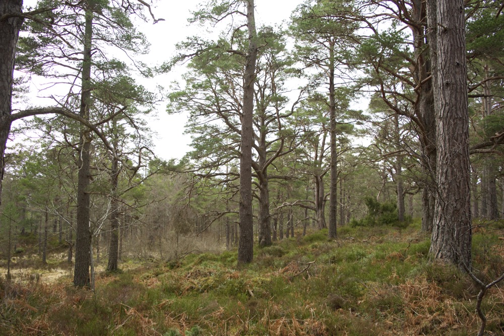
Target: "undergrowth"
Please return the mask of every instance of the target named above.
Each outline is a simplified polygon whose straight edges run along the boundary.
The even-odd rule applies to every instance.
[[[256,248],[97,275],[92,292],[70,278],[0,282],[0,334],[471,335],[475,288],[455,267],[429,262],[427,235],[406,228],[344,227]],[[499,235],[500,234],[499,236]],[[477,230],[475,270],[503,271],[501,232]],[[502,334],[504,294],[483,309],[488,334]]]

________________

PROBLEM TO SOLVE → Copy every item above again, its text included, and add 68 to each coordinate in the polygon outlines of the answers. Leave the pictures out of your answer.

WRITTEN REPLY →
Target: "undergrowth"
Please return the mask of every instance of the target named above.
Each outline is a simplified polygon whose straight edges run along the boundary.
The even-odd rule applies to every instance.
[[[324,316],[165,343],[160,360],[138,346],[68,350],[68,402],[539,403],[543,356],[523,335],[497,330],[495,303],[474,296],[412,295]],[[567,303],[568,302],[567,304]],[[545,298],[543,338],[571,339],[569,300]],[[570,402],[572,362],[551,377],[556,402]]]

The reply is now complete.